[Requirement] Write out the records word for word, with no pictures.
--- Start Data for the task ---
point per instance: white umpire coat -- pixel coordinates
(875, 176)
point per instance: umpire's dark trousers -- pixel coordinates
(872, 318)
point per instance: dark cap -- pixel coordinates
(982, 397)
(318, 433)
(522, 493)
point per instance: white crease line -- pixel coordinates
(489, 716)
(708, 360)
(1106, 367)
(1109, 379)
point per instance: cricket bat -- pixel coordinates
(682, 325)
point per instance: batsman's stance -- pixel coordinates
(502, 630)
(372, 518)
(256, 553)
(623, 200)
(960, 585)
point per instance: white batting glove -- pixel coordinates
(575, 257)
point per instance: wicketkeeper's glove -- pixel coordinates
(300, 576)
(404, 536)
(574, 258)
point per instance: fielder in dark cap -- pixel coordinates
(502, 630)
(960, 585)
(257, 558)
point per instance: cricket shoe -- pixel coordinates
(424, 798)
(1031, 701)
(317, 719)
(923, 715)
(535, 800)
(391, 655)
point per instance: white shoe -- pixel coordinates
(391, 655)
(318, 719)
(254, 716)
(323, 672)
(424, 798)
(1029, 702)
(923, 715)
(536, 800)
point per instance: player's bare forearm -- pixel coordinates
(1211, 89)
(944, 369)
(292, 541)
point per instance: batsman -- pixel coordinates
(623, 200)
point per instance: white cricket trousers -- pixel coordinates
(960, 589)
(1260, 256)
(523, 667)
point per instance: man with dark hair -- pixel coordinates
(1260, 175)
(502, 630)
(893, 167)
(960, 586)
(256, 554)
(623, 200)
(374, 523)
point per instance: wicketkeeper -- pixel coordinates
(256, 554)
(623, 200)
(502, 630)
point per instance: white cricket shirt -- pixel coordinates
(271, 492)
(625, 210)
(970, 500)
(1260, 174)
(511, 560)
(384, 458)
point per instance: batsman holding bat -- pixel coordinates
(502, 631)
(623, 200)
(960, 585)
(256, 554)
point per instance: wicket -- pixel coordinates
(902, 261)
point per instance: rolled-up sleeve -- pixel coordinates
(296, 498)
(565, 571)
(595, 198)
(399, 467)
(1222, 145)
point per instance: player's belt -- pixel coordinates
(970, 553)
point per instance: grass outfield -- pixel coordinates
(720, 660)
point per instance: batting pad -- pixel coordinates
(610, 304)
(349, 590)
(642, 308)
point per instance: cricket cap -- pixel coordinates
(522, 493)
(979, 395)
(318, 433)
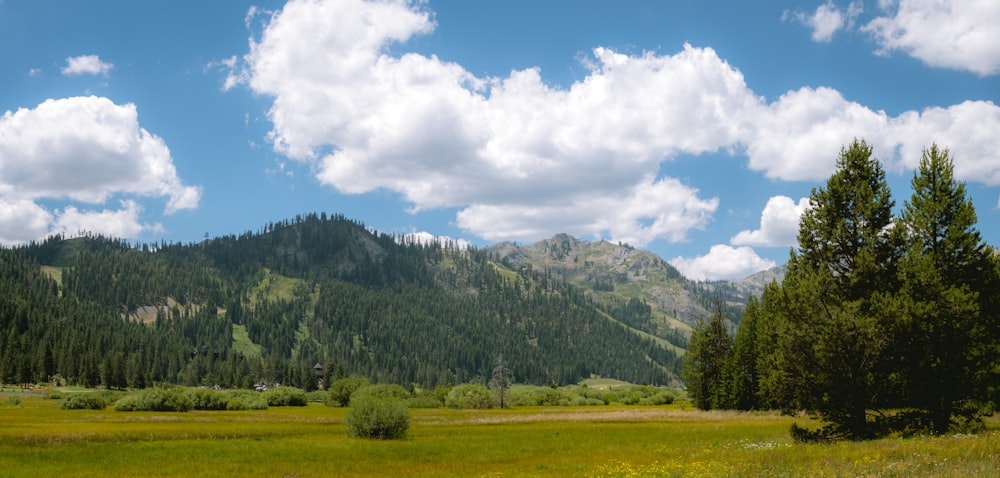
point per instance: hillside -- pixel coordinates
(268, 305)
(618, 273)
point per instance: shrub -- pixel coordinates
(381, 390)
(84, 401)
(426, 399)
(245, 400)
(205, 399)
(469, 395)
(156, 400)
(660, 398)
(341, 390)
(286, 397)
(383, 418)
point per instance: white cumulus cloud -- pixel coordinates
(523, 159)
(722, 263)
(956, 34)
(86, 65)
(779, 224)
(85, 150)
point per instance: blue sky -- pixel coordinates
(693, 129)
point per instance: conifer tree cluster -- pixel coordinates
(882, 323)
(267, 306)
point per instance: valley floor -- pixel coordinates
(37, 438)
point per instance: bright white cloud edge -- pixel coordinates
(83, 151)
(86, 65)
(779, 224)
(722, 262)
(957, 34)
(524, 159)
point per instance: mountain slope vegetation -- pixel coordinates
(266, 306)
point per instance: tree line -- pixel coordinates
(266, 306)
(883, 323)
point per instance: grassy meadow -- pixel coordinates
(38, 438)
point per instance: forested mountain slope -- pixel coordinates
(268, 305)
(617, 273)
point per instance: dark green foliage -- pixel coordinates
(835, 296)
(317, 289)
(469, 395)
(743, 379)
(879, 326)
(342, 389)
(706, 365)
(947, 356)
(376, 417)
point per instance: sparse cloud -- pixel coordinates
(779, 224)
(86, 65)
(957, 34)
(826, 20)
(124, 222)
(722, 263)
(522, 159)
(84, 150)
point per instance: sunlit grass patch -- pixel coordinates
(39, 439)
--- End Data for the task ---
[Exercise response]
point per instance: white umpire coat -- pixel coordinates
(875, 176)
point per instance: umpire's dark trousers -- pixel coordinates
(872, 318)
point per instance: dark cap -- pixel coordinates
(982, 397)
(318, 433)
(522, 493)
point per instance: white crease line -- pixel coordinates
(489, 716)
(708, 360)
(1106, 367)
(1109, 379)
point per instance: cricket bat -- pixel coordinates
(682, 325)
point per instance: batsman's stance -- pixel coordinates
(502, 630)
(372, 518)
(256, 553)
(623, 200)
(960, 585)
point per instance: white batting glove -- pixel coordinates
(575, 257)
point per instance: wicketkeeper's glove -- pixel coordinates
(300, 576)
(404, 536)
(574, 258)
point per instance: fielder in dark cap -- pixel coordinates
(502, 630)
(960, 585)
(257, 558)
point per instance: cricket shoe -- pixel coordinates
(424, 798)
(1031, 701)
(317, 719)
(923, 715)
(535, 800)
(391, 655)
point per instance: white shoe -- pixel coordinates
(391, 655)
(318, 719)
(254, 716)
(323, 672)
(424, 798)
(1029, 702)
(923, 715)
(536, 800)
point per instance: player's bare forearm -- pixel coordinates
(1211, 89)
(944, 369)
(292, 541)
point per instance: batsman -- pixel coordinates
(623, 200)
point per instance: white cricket trousers -- pixel coordinates
(960, 589)
(1260, 256)
(523, 667)
point per instance: man with dark hair -- pixel coordinates
(1260, 175)
(502, 630)
(893, 167)
(960, 586)
(256, 554)
(623, 200)
(374, 523)
point per instance: wicketkeeper -- pixel coordinates
(256, 554)
(623, 200)
(502, 630)
point per instance: white cricket shirt -- pixel coordinates
(271, 492)
(625, 210)
(970, 500)
(1260, 174)
(511, 560)
(384, 458)
point per instance: batsman holding bat -- pixel coordinates
(502, 631)
(623, 200)
(960, 585)
(256, 554)
point per instance: wicket -- pixel coordinates
(902, 261)
point per instance: rolled-up sleeve -- pixel coordinates
(296, 498)
(565, 571)
(595, 198)
(399, 467)
(1222, 145)
point per instance: player's belt -- pixel coordinates
(970, 553)
point per instance: grass outfield -- pixel coordinates
(720, 660)
point per instance: batting pad -- pixel coordinates
(610, 304)
(349, 590)
(642, 308)
point per instance: cricket cap -- pixel coordinates
(522, 493)
(979, 395)
(318, 433)
point per instance: hillside -- pixel coordinates
(268, 305)
(618, 273)
point per instance: shrub -- pixel coordinates
(381, 390)
(84, 401)
(426, 399)
(245, 400)
(205, 399)
(469, 395)
(156, 400)
(660, 398)
(341, 390)
(286, 397)
(383, 418)
point per instance: white cumulus cloud -- pixel coordinates
(523, 159)
(722, 263)
(956, 34)
(86, 65)
(779, 224)
(85, 150)
point per instance: blue sky -- pixel coordinates
(693, 129)
point per instance: conifer tree cluster -- pixel coordinates
(882, 323)
(267, 306)
point per instance: valley floor -- pixel coordinates
(37, 438)
point per instance: bright white cloud edge -- pixel coordinates
(83, 151)
(86, 65)
(779, 224)
(722, 262)
(957, 34)
(524, 159)
point per instance: mountain slope vegetation -- pixel coordinates
(266, 306)
point per instance: tree line -- pixel coordinates
(266, 306)
(883, 323)
point per instance: grassy meadow -- pixel coordinates
(38, 438)
point per instance: forested mountain slope -- pixel coordinates
(268, 305)
(617, 273)
point per instance: dark green foliage -- pixel coordinates
(835, 296)
(317, 289)
(469, 395)
(743, 379)
(879, 326)
(342, 389)
(706, 365)
(947, 356)
(376, 417)
point per instance: sparse cloud -- pixel coordinates
(779, 224)
(86, 65)
(957, 34)
(826, 20)
(124, 222)
(722, 263)
(522, 159)
(84, 150)
point per instance: sunlit grass patch -- pixel coordinates
(39, 439)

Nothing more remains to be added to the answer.